WHAT YOU NEED TO DO:
Put each line of the rows below into a JSON list of strings, with one string per line and blank lines left out.

(Items from a labeling collection)
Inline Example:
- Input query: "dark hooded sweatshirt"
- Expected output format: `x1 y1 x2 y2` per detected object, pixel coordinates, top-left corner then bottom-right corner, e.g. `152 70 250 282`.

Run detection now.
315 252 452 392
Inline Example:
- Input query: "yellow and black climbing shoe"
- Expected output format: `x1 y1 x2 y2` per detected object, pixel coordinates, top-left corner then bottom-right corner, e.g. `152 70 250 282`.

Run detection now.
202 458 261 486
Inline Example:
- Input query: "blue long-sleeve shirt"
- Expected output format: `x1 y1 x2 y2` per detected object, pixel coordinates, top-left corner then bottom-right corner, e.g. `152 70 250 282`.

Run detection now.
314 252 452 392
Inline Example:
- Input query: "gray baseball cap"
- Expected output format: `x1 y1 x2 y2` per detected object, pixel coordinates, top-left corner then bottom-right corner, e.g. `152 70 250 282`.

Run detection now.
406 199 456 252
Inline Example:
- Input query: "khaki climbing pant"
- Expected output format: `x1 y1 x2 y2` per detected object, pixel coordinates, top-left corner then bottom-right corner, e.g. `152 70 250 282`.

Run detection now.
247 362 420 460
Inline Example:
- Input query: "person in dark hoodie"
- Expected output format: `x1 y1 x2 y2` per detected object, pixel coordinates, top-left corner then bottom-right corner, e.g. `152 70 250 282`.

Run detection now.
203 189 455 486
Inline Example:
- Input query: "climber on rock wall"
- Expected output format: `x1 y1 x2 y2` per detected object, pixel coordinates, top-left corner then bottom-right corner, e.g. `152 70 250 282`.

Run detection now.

OUTPUT OF THE EXERCISE:
[
  "Inline Example:",
  "- Input query: \"dark hooded sweatshirt\"",
  "- Expected output format: `x1 y1 x2 y2` per detected object, pixel coordinates, top-left corner then bottom-right corner, e.g. `152 70 250 282`.",
  "Run detection now.",
  "315 252 452 392",
  "Inline Example:",
  "- Input query: \"yellow and black climbing shoe\"",
  "- Expected output format: `x1 y1 x2 y2` per detected object, pixel coordinates, top-left corner then bottom-right corner, e.g. `152 70 250 282`.",
  "Run detection now.",
  "202 458 261 486",
  "Inline Example:",
  "- Input query: \"blue long-sleeve shirt\"",
  "- Expected output format: `x1 y1 x2 y2` per detected object, pixel coordinates, top-left corner then bottom-right corner, e.g. `152 70 250 282`.",
  "Run detection now.",
  "314 252 452 392",
  "Inline Example:",
  "- Input query: \"gray baseball cap\"",
  "- Expected output format: `x1 y1 x2 y2` per detected object, pixel coordinates, top-left corner then bottom-right corner, e.g. `152 70 250 282`.",
  "Run detection now.",
  "406 199 456 252",
  "Inline Example:",
  "- Input query: \"khaki climbing pant\"",
  "- Expected output format: `x1 y1 x2 y2` per detected object, pixel coordinates, top-left corner then bottom-right corner, e.g. `152 70 250 282`.",
  "Run detection now.",
  "247 362 420 460",
  "Inline Example:",
  "- Input query: \"person in dark hoodie\"",
  "- Expected output format: `x1 y1 x2 y2` per detected object, pixel coordinates, top-left corner then bottom-right corner, e.g. `152 70 250 282`.",
  "Run detection now.",
  "203 189 455 486",
  "Inline Example:",
  "- Input query: \"climber on rock wall\"",
  "- Expected output format: `x1 y1 x2 y2` per detected object, pixel coordinates, top-left corner then bottom-right corner, e.g. `152 70 250 282`.",
  "Run detection now."
]